**DIRECTION**
State how many lines of the entries below contain the word "wilson", and give only that number.

═════ THE DATA

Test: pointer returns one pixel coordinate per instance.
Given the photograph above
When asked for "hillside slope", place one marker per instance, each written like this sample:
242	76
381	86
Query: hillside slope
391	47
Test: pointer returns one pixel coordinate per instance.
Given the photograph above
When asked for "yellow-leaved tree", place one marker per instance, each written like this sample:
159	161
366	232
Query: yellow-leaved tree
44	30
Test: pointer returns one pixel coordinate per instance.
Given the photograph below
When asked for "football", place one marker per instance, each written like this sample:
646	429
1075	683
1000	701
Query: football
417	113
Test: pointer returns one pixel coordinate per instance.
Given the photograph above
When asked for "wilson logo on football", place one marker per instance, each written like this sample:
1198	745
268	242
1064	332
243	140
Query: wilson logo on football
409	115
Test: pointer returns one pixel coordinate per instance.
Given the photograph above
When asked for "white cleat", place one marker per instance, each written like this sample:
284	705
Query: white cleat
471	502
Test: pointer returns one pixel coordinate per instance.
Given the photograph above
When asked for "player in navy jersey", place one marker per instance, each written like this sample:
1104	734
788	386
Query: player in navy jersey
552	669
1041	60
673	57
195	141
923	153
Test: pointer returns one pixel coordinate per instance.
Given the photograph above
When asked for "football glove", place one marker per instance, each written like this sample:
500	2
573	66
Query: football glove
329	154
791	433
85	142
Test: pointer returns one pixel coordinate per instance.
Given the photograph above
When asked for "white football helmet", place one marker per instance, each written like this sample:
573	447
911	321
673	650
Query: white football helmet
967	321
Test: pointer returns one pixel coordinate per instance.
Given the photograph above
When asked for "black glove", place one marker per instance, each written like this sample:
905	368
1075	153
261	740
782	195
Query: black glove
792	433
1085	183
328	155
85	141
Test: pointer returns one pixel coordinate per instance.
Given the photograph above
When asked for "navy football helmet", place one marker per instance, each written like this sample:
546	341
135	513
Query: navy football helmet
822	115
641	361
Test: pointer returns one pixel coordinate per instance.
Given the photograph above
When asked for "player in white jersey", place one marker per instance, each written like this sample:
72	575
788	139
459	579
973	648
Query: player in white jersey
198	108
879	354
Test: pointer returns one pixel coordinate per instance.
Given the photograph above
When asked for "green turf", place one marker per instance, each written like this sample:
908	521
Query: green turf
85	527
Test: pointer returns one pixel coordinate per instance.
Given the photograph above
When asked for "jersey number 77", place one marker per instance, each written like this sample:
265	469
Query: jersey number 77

══════════

**SOLUTION TO THE PROBLEM**
2